PASSAGE SHOWN>
================================

The combination of ibrutinib with venetoclax – two agents that have been approved for the treatment of chronic lymphocytic leukemia (CLL) – led to high response rates and high rates of measurable residual disease (MRD) in patients who were newly diagnosed, according to findings reported in the New England Journal of Medicine. The safety profile of this all-oral combination was similar to what has been observed with either agent alone, the authors, led by Nitin Jain, MD, from the University of Texas MD Anderson Cancer Center, added.
The open-label, phase II study enrolled patients with CLL who were treated at MD Anderson between July 2016 and June 2018. All participants had at least one high-risk genetic feature, including del17p, mutated TP53, del11q, or unmutated IGHV. Patients older than 65 years also were eligible, independent of high-risk genetic features.
Per study protocol, patients received ibrutinib 420 mg once daily as a single agent for the first three cycles, to reduce the risk of venetoclax-associated tumor lysis syndrome (TLS), the investigators explained. At the start of cycle 4, participants received venetoclax, with a dose escalated weekly to a target of 400 mg once daily. Patients received ibrutinib and venetoclax for up to 24 cycles; if MRD was detectable at the end of treatment, ibrutinib alone could be continued until disease progression or unacceptable toxicity.

================================

SUPPLIED ENTRIES>
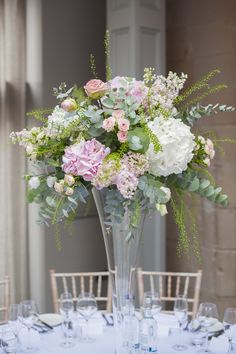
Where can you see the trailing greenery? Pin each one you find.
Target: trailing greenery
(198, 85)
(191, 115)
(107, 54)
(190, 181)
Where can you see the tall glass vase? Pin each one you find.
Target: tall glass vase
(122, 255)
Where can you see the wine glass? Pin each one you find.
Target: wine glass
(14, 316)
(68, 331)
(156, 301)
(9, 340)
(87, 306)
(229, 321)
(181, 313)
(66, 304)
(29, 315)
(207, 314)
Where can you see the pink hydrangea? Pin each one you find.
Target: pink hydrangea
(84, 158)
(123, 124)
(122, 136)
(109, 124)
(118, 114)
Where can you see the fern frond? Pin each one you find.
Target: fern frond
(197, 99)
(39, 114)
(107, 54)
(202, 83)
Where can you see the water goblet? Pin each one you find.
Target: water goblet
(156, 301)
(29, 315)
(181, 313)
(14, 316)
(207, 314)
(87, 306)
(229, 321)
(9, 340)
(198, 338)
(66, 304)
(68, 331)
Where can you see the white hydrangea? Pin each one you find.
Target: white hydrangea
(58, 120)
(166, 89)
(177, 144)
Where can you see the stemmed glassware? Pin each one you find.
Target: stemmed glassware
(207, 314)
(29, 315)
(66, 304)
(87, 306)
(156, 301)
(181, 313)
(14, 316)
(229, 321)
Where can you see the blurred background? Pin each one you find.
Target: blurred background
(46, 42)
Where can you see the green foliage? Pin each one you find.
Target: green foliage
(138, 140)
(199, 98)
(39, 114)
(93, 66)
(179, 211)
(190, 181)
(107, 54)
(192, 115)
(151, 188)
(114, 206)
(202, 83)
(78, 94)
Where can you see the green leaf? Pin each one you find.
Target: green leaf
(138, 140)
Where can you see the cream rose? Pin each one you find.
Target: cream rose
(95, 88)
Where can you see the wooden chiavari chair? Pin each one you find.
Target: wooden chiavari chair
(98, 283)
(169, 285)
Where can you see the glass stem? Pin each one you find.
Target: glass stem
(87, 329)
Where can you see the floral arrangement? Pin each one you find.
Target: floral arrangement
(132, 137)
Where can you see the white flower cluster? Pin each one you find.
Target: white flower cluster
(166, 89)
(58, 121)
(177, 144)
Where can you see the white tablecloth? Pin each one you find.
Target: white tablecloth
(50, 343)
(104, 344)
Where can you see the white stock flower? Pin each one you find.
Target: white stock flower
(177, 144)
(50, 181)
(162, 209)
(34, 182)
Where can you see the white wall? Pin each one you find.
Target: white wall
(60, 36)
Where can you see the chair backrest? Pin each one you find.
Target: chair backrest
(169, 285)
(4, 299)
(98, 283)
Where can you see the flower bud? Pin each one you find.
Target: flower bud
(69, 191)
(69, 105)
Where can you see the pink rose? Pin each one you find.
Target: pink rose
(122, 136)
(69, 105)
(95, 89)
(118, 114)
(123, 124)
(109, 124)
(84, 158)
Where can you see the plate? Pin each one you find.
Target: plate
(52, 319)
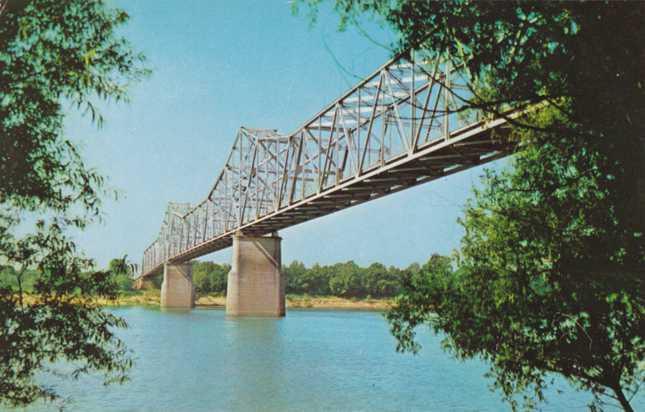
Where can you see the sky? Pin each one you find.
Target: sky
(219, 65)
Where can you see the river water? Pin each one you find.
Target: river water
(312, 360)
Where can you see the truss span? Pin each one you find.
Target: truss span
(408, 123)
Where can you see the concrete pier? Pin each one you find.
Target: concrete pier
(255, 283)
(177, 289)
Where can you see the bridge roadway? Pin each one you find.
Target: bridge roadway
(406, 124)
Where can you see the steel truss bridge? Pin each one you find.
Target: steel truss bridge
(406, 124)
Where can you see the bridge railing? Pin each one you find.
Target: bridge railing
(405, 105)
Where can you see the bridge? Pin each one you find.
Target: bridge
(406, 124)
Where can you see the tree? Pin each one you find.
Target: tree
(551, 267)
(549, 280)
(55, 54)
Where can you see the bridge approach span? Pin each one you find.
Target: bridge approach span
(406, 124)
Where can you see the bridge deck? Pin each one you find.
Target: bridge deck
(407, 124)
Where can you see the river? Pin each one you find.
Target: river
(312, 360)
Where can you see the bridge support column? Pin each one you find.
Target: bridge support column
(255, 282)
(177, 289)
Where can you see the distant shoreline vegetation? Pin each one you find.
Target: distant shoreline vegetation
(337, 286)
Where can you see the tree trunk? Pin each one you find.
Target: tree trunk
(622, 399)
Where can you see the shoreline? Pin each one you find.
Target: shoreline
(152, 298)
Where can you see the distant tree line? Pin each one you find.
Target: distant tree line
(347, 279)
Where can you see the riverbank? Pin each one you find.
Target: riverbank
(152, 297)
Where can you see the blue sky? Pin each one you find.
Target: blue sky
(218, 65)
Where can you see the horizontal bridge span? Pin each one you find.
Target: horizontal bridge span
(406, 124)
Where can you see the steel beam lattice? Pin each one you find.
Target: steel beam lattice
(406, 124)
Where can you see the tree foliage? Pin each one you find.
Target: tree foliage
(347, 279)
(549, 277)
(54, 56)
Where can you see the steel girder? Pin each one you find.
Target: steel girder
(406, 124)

================================

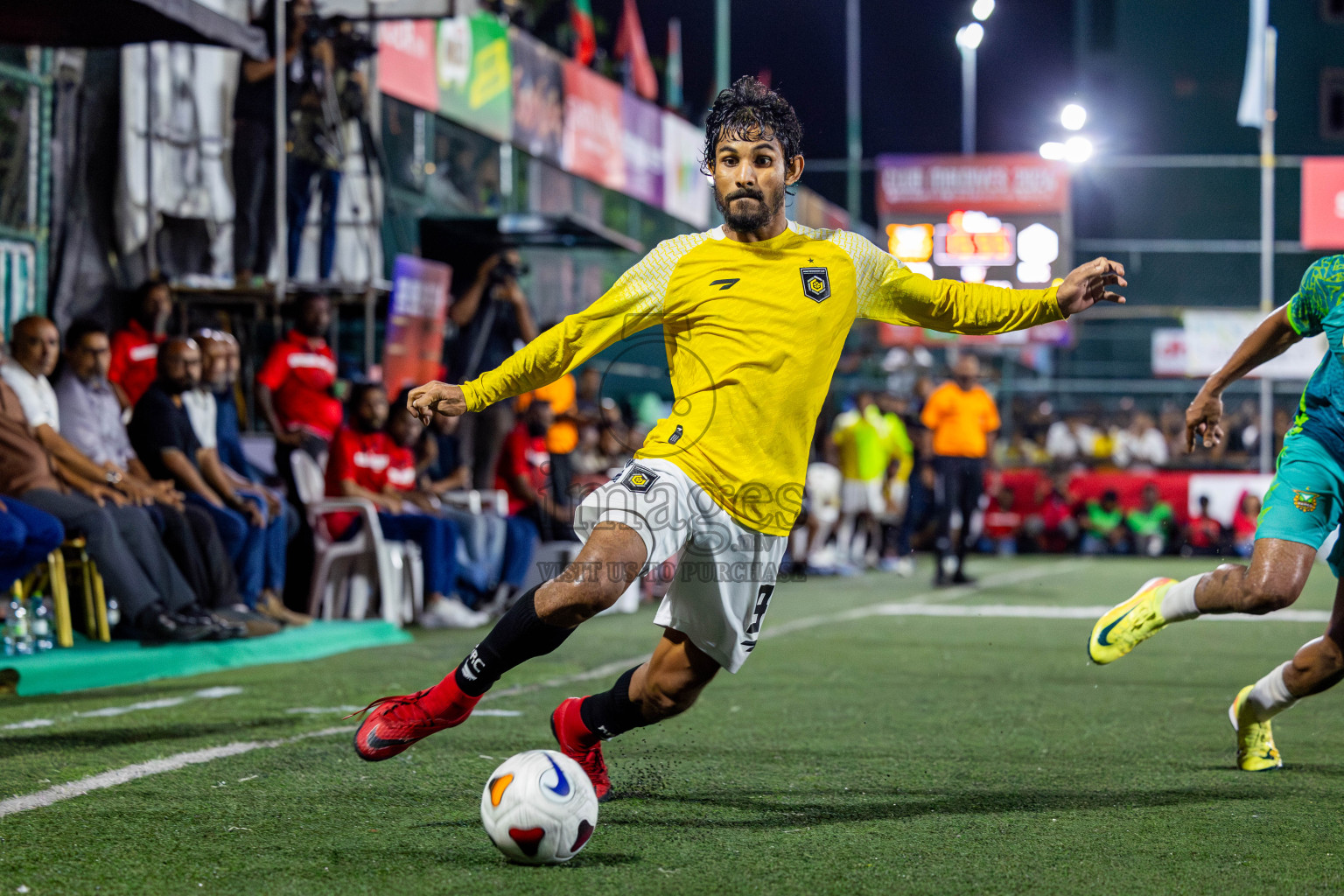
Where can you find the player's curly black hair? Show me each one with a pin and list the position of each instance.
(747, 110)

================================

ASSIGNMENT 1> In the ibrutinib and venetoclax report, how many cycles did patients take ibrutinib alone before venetoclax was added?
ASSIGNMENT 2> Reproduce the stretch of the ibrutinib and venetoclax report from "The open-label, phase" through "high-risk genetic features." word for word.
ASSIGNMENT 3> Continue the ibrutinib and venetoclax report from the point where it stops.
The data are separate from the ibrutinib and venetoclax report.

EXERCISE RESULT 1> Three cycles.

EXERCISE RESULT 2>
The open-label, phase II study enrolled patients with CLL who were treated at MD Anderson between July 2016 and June 2018. All participants had at least one high-risk genetic feature, including del17p, mutated TP53, del11q, or unmutated IGHV. Patients older than 65 years also were eligible, independent of high-risk genetic features.

EXERCISE RESULT 3>
A total of 80 patients (median age = 65 years; range = 26-83 years) were included. Thirty percent were 70 years or older, and 83% had unmutated IGHV. Of the 80 patients, five withdrew from the study during the ibrutinib monotherapy phase and another six patients withdrew during the combination phase (2 with recurrent neutropenia, 1 with transformation to diffuse large B cell lymphoma, 1 with fallopian tube cancer, 1 with hemolytic anemia, and 1 who underwent allogeneic hematopoietic cell transplantation).
After the initial three cycles of ibrutinib, all remaining patients responded to treatment: one had a complete remission (CR) and 74 had partial remissions. After venetoclax was added, “the proportions of patients who had CR or CR with incomplete count recovery (CRi) with undetectable MRD in bone marrow increased over time,” the authors noted (TABLE 1).
During a median follow-up of 14.8 months (range not reported), three-quarters of patients experienced a CR/CRi as their best response. Notably, after six cycles of the ibrutinib-venetoclax combination, 28 of 70 evaluable patients (40%) were in remission and had undetectable MRD in their bone marrows. That percentage increased to 69% after 18 cycles of treatment (n=18/26).
This high response rate was observed across high-risk subgroups, the authors added, even in patients 65 years of age or older: After six cycles of combination treatment, 74% had CR/CRi and 44% had undetectable MRD (TABLE 2).
Three patients completed all 24 cycles of combined therapy – all of whom had CR or CRi and undetectable MRD.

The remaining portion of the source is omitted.